**PASSAGE PROVIDED:**
The Housing and Insurance Subcommittee held a hearing Thursday titled “Sustainable Housing Finance: Private Sector Perspectives on Housing Finance Reform,” inviting several private sector leaders and policy researchers to provide their opinion on necessary changes for the mortgage and housing industry.

During the meeting, the panel outlined recommendations to reform the Federal Housing Administration as well as Fannie Mae and Freddie Mac, what regulatory, legal, and statutory impediments can occur with private capital returning to the housing finance system, and what factors and metrics for Congress to consider when reforming the housing finance system, according to the memorandum.

The panelists included David H. Stevens, President and CEO of MBA, Jerry Howard, the CEO of the National Association of Home Builders, Sarah Edelman, Director of Housing Policy for the Center for American Progress, Dan Goodwin, Director of Mortgage Policy at the Structured Finance Industry Group, Kevin Brown, Chair of the Conventional Financing and Policy Committee for the National Association of Realtors (NAR), and Robert Dewitt, Chairman of the National Multifamily Housing Council, speaking on behalf of the Council as well as the National Apartment Association.

“I look forward to having a more vigorous conversation with all of you on these topics as we would move forward,” said U.S. House Rep Sean Duffy (R-WI) and Chairman on the Housing and Insurance Subcommittee. “I would just hope that there’s going to be agreement, one, on the government backstop, but also, that we want market principles at play,” he said. Duffy went on to say that market discipline helps make sure another housing crash doesn’t occur.

U.S. Rep. Dennis Ross (R-FL) asked the panel if it was necessary to have a government backstop in order to sustain a 30-year mortgage, with Brown replying “yes”, mirroring the whole panel’s response. He then asked the panel about a particular type of backstop, that is “private shareholders with a rate regulation-type environment that’s used in utilities” and if that would be a viable direction to take.

“What we’re calling for is a mortgage-market liquidity fund, and that’s the rainy day fund.” said Brown. According to Brown, the fund for the GSEs would store profits in preparation for catastrophic losses after the system went through private capital, becoming a last resort to protect taxpayers. In response to Ross’s question on how the backstop should be restructured in terms of the homeowner’s, lender’s, and government’s level and reach of participation, Edelman responded “We do want a situation where the government is just the backstop and the market of last resort.”

**INFORMATION SUPPLIED:**

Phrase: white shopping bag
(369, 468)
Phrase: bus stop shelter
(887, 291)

**GIVEN TASK A:**
In the account of the subcommittee hearing, what does Brown say the mortgage-market liquidity fund is meant to do? Answer in one to three sentences.
**GIVEN TASK B:**
Quote the account of the subcommittee hearing from "During the meeting, the" up to and including "to the memorandum.".

**WORKED ANSWER A:**
Brown describes it as a "rainy day fund" in which the GSEs would store profits to prepare for catastrophic losses after the system went through private capital. It would serve as a last resort to protect taxpayers.

**WORKED ANSWER B:**
During the meeting, the panel outlined recommendations to reform the Federal Housing Administration as well as Fannie Mae and Freddie Mac, what regulatory, legal, and statutory impediments can occur with private capital returning to the housing finance system, and what factors and metrics for Congress to consider when reforming the housing finance system, according to the memorandum.